◆ **Passage to read**
● ● ● ● ● ● ●
Who Is Dave Brat, The Economics And Morals Professor Who Toppled Eric Cantor?

Here's a profile -- edited to reflect Tuesday's primary -- that ABC News' John Parkinson did of Brat in May:
Meet Dave Brat, an economics and ethics professor at Randolph-Macon College in Ashland, Virginia, who launched a long-shot -- and ultimately successful -- bid to oust House Majority Leader Eric Cantor from his seat representing Virginia’s 7th Congressional District.
Eric Cantor Loses Primary in Shocking Upset
Eric Cantor Loses Primary in Shocking Upset
Brat, who admits that he has supported several Cantor candidacies over the years, says he mounted his improbable primary campaign because the House GOP’s No. 2 leader has lost touch with his constituents, “veering from the Republican creed.”
“Years ago he had a good conservative track record, but now he’s veered off,” Brat told ABC News during an interview on Capitol Hill in May. “If you go to Heritage and look at their score, I think he’s at about a 53 right now. I mean, that’s an F-minus.”
Heritage Action’s scorecard tracks Republican votes, co-sponsorships and other legislative activity to gauge how conservative members of Congress are performing. Cantor actually receives a 52 percent, which ranks seventh among eight Virginia House Republicans. The quirky challenger always knew he had a tough road to victory in the primary.
“Most of these [primary] races don’t kick in until about 30 days prior,” he said. “Now everyone’s looking, what’s the race? It’s an open primary and it’s just Eric and I on the ticket.”
Brat, 49, wasn't the first primary challenger Cantor has faced. The Richmond Republican smoked primary challenger Floyd Bayne in 2012 by nearly 60 percentage points before cruising to a 17-point victory in the general election.
But with low primary turnout (just 47,000 voters turned out in the primary two years ago) and anti-incumbency fervor at an all-time high, Cantor’s team said back in May they weren't overlooking Brat, although at the time they said they didn't "see him getting a great deal of traction.”
● ● ● ● ● ● ●
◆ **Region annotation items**
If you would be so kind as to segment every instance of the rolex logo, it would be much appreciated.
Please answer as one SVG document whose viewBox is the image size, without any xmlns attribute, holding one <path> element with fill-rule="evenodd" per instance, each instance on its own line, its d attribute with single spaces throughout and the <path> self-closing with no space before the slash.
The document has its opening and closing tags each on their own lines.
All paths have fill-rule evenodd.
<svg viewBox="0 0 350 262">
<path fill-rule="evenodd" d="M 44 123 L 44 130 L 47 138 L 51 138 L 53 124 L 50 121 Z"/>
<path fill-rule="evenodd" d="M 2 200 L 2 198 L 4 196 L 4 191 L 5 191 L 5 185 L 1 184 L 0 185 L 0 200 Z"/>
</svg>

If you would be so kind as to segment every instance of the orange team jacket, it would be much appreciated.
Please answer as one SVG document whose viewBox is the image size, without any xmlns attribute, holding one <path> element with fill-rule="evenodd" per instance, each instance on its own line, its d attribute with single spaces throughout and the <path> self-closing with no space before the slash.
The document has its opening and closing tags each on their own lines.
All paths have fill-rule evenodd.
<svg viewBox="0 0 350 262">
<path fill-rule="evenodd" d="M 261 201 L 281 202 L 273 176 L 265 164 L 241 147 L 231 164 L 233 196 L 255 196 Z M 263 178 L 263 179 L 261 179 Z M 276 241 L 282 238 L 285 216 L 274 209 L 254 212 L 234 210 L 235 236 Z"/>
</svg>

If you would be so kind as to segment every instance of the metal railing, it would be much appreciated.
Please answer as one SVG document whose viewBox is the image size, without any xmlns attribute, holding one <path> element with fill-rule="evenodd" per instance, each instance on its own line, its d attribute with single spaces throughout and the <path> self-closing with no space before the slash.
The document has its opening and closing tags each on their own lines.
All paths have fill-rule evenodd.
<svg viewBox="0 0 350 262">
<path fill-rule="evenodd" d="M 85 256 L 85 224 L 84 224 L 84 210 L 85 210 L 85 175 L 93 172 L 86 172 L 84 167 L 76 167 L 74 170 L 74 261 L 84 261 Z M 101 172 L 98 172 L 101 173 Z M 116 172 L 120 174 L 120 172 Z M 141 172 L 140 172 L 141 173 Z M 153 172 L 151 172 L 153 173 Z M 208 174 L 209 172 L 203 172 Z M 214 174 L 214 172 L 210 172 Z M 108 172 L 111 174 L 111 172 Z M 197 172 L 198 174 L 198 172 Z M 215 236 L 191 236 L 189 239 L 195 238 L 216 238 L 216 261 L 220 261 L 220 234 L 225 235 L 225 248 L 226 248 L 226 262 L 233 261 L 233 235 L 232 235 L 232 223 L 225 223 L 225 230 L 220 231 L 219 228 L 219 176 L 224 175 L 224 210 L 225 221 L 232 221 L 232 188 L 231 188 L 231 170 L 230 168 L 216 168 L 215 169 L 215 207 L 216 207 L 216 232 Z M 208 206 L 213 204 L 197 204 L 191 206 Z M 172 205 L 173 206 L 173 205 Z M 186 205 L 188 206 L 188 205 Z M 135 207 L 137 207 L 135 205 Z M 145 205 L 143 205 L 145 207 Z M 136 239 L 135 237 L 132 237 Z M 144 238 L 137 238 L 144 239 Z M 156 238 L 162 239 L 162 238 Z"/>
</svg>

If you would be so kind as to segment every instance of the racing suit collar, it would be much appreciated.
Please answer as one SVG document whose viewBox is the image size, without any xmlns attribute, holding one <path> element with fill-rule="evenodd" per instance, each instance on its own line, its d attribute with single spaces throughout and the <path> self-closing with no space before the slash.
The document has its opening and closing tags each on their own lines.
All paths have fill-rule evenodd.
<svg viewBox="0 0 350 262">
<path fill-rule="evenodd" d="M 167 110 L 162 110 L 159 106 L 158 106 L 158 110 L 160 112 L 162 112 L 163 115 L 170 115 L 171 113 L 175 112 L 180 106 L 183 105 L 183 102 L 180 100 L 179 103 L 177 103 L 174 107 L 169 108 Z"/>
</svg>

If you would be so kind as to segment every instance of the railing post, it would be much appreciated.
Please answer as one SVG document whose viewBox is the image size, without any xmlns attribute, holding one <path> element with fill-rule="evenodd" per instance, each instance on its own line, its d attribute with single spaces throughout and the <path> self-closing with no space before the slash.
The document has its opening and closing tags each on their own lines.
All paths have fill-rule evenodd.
● ● ● ● ● ● ●
◆ **What you need to do**
(A) Write out the part of the Dave Brat profile that begins with the words "Brat, 49, wasn't" and ends with "the general election.".
(B) Repeat the lines of the records from the one containing "collar, it would be much appreciated." through the end of the records, including both ends.
The text and the records were taken from unrelated sources.

◆ **Problem solutions**
(A)
Brat, 49, wasn't the first primary challenger Cantor has faced. The Richmond Republican smoked primary challenger Floyd Bayne in 2012 by nearly 60 percentage points before cruising to a 17-point victory in the general election.

(B)
If you would be so kind as to segment every instance of the racing suit collar, it would be much appreciated.
Please answer as one SVG document whose viewBox is the image size, without any xmlns attribute, holding one <path> element with fill-rule="evenodd" per instance, each instance on its own line, its d attribute with single spaces throughout and the <path> self-closing with no space before the slash.
The document has its opening and closing tags each on their own lines.
All paths have fill-rule evenodd.
<svg viewBox="0 0 350 262">
<path fill-rule="evenodd" d="M 167 110 L 162 110 L 159 106 L 158 106 L 158 110 L 160 112 L 162 112 L 163 115 L 170 115 L 171 113 L 175 112 L 180 106 L 183 105 L 183 102 L 180 100 L 179 103 L 177 103 L 174 107 L 169 108 Z"/>
</svg>

If you would be so kind as to segment every instance of the railing post, it would be much appreciated.
Please answer as one SVG document whose viewBox is the image size, without any xmlns attribute, holding one <path> element with fill-rule="evenodd" per instance, each instance on its own line, its d attribute with single spaces throughout and the <path> self-closing with no space before the slash.
The document has its opening and closing tags each on their own lines.
All paths have fill-rule evenodd.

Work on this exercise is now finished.